Task objective: Pull out each row below that contains the word "window", copying it in full. Count a row only if the letters match in case.

The records:
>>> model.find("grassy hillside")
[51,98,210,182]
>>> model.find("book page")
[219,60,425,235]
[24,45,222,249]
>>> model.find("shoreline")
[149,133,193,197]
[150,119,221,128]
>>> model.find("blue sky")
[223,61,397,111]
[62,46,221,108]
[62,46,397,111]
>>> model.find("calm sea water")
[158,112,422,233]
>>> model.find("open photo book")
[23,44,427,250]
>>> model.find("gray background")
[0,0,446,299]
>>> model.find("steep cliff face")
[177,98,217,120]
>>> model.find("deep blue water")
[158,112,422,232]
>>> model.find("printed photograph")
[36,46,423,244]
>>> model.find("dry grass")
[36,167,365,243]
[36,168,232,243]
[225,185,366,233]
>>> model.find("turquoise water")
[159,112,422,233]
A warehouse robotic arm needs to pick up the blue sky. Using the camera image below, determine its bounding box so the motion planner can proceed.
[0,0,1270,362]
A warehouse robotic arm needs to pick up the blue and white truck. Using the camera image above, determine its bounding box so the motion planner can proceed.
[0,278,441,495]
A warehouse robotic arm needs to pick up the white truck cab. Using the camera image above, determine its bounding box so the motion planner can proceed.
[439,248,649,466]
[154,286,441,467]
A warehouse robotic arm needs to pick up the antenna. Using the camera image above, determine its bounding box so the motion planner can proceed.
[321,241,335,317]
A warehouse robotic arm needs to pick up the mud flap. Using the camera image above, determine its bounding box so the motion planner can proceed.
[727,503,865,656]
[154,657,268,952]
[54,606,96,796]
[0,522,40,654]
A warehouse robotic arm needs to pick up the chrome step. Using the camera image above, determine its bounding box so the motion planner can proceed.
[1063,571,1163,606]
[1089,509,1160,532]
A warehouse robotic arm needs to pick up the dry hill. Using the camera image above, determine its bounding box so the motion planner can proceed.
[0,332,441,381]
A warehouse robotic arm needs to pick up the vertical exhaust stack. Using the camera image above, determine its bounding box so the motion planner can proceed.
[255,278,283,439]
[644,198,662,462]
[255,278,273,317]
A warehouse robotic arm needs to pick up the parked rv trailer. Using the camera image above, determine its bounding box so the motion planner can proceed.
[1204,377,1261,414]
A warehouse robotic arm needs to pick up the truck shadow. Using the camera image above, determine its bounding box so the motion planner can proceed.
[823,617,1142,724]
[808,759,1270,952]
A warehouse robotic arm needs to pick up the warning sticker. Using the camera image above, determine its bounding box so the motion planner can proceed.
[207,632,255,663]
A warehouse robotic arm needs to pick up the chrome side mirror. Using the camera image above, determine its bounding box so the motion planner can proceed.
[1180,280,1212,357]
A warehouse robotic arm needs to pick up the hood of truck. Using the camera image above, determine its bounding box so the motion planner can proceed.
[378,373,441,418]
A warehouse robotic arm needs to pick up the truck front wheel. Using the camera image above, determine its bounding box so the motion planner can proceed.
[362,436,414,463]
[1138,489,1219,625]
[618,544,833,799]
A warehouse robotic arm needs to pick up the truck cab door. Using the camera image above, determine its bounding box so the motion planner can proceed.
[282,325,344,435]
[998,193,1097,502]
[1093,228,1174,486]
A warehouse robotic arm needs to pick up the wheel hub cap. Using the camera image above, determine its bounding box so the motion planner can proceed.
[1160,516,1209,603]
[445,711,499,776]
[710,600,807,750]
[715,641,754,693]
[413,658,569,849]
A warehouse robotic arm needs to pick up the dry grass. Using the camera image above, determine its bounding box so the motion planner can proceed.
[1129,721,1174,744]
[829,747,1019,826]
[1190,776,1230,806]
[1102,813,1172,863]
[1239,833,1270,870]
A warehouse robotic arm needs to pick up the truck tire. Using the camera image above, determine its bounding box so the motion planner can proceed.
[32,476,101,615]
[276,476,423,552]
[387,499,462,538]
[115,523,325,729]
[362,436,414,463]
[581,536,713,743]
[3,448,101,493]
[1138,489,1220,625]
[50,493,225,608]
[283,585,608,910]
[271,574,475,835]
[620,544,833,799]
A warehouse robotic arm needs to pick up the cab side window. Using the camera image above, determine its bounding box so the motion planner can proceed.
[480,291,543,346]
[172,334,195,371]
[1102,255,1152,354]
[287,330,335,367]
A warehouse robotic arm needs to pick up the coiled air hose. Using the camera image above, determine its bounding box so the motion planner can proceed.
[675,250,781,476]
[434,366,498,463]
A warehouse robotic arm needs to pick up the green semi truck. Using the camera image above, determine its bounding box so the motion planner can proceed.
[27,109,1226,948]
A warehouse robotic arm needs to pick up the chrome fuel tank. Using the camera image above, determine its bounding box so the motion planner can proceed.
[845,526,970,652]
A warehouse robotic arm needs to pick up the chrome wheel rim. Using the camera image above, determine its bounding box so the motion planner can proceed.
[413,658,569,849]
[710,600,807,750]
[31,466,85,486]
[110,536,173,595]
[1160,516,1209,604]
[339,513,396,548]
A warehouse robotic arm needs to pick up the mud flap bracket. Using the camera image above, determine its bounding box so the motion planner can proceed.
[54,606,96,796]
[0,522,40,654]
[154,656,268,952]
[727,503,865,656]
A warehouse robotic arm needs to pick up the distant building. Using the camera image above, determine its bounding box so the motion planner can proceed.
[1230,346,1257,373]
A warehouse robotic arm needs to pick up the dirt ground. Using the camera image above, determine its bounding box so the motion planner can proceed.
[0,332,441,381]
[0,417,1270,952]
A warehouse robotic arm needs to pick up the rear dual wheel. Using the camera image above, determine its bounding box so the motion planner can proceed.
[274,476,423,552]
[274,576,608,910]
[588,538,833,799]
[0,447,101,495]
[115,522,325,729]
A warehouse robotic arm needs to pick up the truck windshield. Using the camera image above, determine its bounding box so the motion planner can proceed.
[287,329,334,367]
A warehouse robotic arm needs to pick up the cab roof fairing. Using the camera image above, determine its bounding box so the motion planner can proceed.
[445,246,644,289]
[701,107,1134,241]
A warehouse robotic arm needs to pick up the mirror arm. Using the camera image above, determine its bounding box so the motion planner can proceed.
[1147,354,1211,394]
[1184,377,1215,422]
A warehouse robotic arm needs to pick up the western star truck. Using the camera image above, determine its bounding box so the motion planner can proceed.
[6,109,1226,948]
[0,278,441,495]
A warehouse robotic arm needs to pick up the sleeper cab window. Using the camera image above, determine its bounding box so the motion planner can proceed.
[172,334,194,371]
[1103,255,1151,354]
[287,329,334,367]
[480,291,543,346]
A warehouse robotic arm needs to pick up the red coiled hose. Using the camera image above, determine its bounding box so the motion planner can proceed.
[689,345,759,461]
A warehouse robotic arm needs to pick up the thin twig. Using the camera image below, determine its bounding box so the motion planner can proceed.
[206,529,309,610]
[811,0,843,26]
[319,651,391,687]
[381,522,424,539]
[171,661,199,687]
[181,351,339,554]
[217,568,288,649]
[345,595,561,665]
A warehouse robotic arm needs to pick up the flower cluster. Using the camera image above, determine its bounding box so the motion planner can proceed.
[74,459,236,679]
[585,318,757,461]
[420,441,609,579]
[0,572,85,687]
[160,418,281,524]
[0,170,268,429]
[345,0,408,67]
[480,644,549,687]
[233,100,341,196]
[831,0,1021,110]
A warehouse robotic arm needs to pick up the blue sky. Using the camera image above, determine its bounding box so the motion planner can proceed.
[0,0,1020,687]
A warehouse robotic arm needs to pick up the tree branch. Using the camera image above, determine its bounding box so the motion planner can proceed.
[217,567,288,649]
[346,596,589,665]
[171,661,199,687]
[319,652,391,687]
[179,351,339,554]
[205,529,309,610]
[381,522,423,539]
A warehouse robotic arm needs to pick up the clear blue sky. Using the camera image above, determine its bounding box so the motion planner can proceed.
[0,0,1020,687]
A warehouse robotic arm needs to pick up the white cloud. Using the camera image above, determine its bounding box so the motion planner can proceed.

Written solution:
A warehouse robotic arm needs to pick up the cab side window. Using the camera image above, determine its bounding box so the motion planner can proceed.
A warehouse robotic arm needs to pick up the sleeper cab window. Using the camera image above, determine its bounding box so the motion planner can proceed.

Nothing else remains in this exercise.